* _Your instructions_
From the line with "Annotation task — pin every instance of the white fabric" to the final line of the records, reproduce every line exactly and only those lines.

-- start of Dataset records --

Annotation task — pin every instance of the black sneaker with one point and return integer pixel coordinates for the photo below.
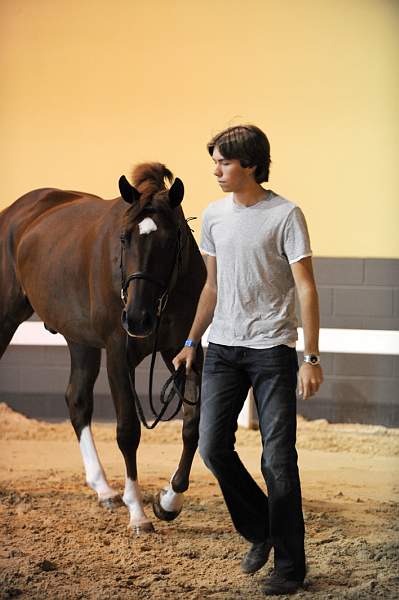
(256, 557)
(277, 585)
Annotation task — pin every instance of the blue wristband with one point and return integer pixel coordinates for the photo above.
(190, 344)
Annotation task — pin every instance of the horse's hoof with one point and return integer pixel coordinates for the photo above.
(161, 513)
(139, 528)
(111, 503)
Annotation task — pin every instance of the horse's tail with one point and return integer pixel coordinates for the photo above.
(149, 178)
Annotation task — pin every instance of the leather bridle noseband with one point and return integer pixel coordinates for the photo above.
(178, 379)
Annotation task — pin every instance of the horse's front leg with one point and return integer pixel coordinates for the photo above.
(127, 433)
(168, 503)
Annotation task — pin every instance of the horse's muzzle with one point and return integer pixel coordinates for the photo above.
(138, 327)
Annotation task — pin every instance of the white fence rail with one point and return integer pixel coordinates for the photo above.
(350, 341)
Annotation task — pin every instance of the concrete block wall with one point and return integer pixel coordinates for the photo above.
(358, 294)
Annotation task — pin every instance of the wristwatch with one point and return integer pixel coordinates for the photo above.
(190, 343)
(312, 359)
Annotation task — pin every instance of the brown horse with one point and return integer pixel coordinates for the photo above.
(67, 256)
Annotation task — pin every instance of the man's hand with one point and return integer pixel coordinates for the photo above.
(186, 356)
(310, 378)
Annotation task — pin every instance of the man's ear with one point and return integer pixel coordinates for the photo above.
(176, 193)
(128, 192)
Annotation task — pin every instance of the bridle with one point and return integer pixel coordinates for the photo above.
(177, 380)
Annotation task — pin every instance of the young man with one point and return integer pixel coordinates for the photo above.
(257, 251)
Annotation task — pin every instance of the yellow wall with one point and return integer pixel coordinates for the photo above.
(90, 87)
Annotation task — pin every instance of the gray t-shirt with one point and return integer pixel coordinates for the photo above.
(254, 247)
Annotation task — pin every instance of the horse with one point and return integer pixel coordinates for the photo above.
(109, 274)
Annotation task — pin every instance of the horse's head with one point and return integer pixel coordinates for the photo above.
(151, 245)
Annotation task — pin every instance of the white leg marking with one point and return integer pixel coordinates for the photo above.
(133, 500)
(147, 225)
(95, 476)
(170, 500)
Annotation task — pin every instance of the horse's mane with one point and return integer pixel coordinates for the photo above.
(150, 179)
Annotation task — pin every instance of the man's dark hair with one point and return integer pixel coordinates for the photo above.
(246, 143)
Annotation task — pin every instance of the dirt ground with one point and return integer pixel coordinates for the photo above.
(57, 543)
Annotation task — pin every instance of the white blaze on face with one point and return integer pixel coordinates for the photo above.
(147, 225)
(132, 499)
(171, 501)
(95, 476)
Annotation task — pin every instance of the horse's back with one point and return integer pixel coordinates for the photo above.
(37, 203)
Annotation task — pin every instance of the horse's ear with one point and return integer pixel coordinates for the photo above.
(128, 192)
(176, 193)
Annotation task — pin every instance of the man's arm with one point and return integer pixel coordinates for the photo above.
(203, 315)
(310, 377)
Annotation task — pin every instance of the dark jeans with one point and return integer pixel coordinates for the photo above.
(229, 372)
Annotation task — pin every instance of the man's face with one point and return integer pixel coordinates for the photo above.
(231, 176)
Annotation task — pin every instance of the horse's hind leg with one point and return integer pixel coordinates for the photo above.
(85, 365)
(168, 503)
(13, 312)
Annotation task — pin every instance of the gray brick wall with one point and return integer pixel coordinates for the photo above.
(358, 293)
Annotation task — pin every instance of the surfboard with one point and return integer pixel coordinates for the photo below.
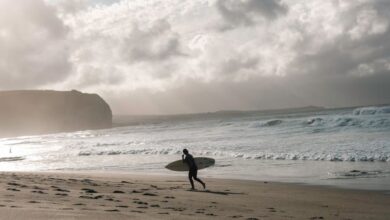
(201, 162)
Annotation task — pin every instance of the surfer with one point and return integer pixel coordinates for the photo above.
(193, 169)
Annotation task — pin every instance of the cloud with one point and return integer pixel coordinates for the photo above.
(267, 53)
(247, 12)
(33, 48)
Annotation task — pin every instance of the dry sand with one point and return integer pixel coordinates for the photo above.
(121, 196)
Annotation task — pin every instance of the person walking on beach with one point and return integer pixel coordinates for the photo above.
(193, 169)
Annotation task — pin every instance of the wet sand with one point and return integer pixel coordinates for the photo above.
(125, 196)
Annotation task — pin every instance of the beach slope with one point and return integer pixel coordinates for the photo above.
(121, 196)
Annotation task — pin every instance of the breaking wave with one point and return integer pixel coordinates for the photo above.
(369, 157)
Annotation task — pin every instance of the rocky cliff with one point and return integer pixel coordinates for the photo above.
(38, 112)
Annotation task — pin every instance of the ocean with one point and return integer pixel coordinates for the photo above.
(348, 148)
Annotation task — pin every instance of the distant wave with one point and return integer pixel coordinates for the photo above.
(372, 110)
(369, 157)
(10, 159)
(367, 117)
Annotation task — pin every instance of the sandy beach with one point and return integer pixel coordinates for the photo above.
(121, 196)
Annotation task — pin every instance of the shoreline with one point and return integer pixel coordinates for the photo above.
(99, 195)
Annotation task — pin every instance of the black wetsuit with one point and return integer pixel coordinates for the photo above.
(193, 170)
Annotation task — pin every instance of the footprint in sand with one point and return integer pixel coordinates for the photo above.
(271, 209)
(61, 194)
(142, 207)
(61, 190)
(86, 190)
(14, 206)
(163, 213)
(149, 194)
(38, 191)
(13, 189)
(140, 203)
(33, 201)
(211, 214)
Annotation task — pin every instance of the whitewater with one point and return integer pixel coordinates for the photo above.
(347, 147)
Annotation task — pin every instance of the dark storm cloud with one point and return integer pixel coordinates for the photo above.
(32, 47)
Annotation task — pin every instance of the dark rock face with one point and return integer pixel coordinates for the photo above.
(39, 112)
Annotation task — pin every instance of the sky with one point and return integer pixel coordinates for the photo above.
(187, 56)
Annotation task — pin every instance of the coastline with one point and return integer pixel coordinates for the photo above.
(98, 195)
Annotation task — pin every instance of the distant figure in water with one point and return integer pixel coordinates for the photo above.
(193, 169)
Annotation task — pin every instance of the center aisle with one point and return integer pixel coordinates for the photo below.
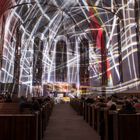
(65, 124)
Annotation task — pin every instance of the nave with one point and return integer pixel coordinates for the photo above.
(66, 124)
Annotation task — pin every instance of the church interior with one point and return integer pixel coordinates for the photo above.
(69, 66)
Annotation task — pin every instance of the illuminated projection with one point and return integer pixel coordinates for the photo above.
(86, 43)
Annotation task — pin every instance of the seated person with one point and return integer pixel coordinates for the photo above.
(127, 108)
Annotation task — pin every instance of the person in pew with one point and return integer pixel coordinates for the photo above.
(127, 108)
(113, 107)
(35, 105)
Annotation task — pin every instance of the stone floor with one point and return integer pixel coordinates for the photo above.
(65, 124)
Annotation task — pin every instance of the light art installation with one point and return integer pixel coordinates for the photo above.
(31, 29)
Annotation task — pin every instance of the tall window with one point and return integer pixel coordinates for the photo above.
(61, 62)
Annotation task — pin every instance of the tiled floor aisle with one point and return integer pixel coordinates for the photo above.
(65, 124)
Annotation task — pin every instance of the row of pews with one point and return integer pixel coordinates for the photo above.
(26, 125)
(110, 125)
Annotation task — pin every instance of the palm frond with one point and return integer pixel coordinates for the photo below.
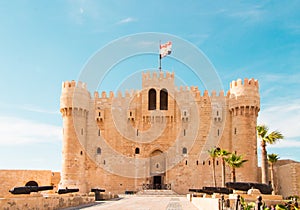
(272, 158)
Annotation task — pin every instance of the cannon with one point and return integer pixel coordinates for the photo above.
(67, 190)
(245, 186)
(29, 189)
(97, 192)
(212, 190)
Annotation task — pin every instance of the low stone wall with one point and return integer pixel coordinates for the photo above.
(37, 202)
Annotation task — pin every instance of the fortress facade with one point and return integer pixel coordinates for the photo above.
(156, 137)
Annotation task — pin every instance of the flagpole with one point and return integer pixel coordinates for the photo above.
(159, 56)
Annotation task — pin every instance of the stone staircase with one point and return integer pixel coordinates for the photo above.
(157, 193)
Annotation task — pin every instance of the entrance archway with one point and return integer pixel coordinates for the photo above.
(157, 169)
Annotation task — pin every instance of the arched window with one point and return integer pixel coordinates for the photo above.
(163, 99)
(152, 99)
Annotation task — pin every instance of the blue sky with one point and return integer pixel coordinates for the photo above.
(44, 43)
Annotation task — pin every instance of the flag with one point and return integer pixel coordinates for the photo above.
(165, 49)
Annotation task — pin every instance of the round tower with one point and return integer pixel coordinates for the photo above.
(244, 105)
(74, 107)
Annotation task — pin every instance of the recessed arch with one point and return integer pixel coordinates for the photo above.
(152, 99)
(163, 103)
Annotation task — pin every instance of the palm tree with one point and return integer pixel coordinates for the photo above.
(213, 153)
(272, 158)
(271, 138)
(234, 161)
(222, 154)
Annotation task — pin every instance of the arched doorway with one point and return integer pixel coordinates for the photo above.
(157, 169)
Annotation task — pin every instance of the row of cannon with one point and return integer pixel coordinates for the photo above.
(30, 189)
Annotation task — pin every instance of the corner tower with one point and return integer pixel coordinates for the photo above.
(244, 105)
(74, 107)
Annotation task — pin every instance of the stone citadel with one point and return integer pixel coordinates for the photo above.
(156, 137)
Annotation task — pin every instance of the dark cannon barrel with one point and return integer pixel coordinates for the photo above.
(67, 190)
(245, 186)
(29, 189)
(198, 191)
(222, 190)
(97, 190)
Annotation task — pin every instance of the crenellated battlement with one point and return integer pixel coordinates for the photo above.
(111, 95)
(157, 75)
(247, 83)
(73, 84)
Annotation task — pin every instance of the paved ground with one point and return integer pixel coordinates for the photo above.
(145, 203)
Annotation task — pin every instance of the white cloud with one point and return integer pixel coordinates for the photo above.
(19, 131)
(127, 20)
(283, 117)
(286, 143)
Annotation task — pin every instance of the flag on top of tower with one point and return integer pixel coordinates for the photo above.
(165, 49)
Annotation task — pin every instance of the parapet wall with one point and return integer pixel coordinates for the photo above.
(74, 95)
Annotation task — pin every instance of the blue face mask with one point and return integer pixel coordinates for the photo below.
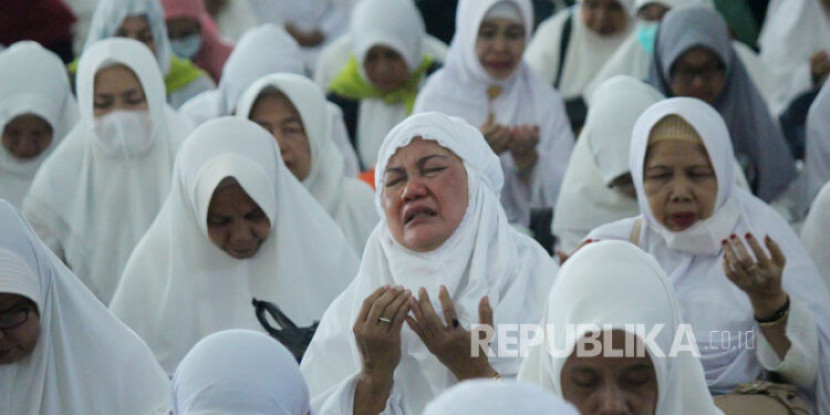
(187, 47)
(647, 35)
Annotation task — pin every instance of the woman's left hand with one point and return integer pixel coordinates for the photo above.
(759, 278)
(450, 342)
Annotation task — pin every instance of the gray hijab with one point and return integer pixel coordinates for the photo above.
(759, 144)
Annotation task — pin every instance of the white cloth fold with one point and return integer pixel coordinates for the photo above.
(86, 361)
(178, 286)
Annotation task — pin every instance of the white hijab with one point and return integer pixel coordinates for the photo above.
(32, 81)
(693, 258)
(91, 206)
(347, 200)
(85, 361)
(179, 286)
(587, 50)
(460, 89)
(486, 397)
(600, 156)
(484, 256)
(239, 372)
(109, 14)
(588, 291)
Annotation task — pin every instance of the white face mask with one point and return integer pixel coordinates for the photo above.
(125, 133)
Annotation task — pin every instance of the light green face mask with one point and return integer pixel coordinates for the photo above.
(647, 34)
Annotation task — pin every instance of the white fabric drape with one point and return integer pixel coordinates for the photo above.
(460, 89)
(600, 156)
(347, 200)
(92, 207)
(178, 286)
(693, 260)
(32, 81)
(85, 361)
(484, 256)
(239, 372)
(588, 290)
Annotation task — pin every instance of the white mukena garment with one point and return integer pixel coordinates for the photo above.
(347, 200)
(96, 195)
(86, 361)
(33, 81)
(179, 287)
(588, 291)
(237, 372)
(485, 256)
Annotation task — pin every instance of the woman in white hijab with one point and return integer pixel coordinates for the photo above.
(239, 372)
(694, 220)
(570, 47)
(521, 116)
(37, 110)
(143, 20)
(246, 65)
(76, 358)
(795, 46)
(486, 397)
(235, 225)
(377, 86)
(444, 234)
(597, 188)
(293, 109)
(660, 376)
(97, 194)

-- end of Dataset records --

* _Answer for the task_
Annotation task — pin every instance of the white fabric drape with one point and return integer pixel coordinates for the photo above.
(460, 89)
(600, 156)
(347, 200)
(92, 207)
(178, 286)
(693, 260)
(32, 81)
(85, 361)
(484, 256)
(239, 372)
(588, 290)
Annotation task — pin every instance of the white mukena garment with one point and return integer pixel coordinates for the photo above.
(347, 200)
(96, 195)
(86, 361)
(33, 81)
(179, 287)
(588, 291)
(237, 372)
(485, 256)
Annotation task — pin every instance of the woman in white hijab with one point and return integer pixel coordinates for the photo above.
(239, 372)
(694, 220)
(570, 47)
(521, 116)
(37, 110)
(143, 20)
(246, 65)
(76, 358)
(795, 46)
(486, 397)
(235, 225)
(377, 86)
(444, 234)
(597, 188)
(293, 109)
(660, 376)
(97, 194)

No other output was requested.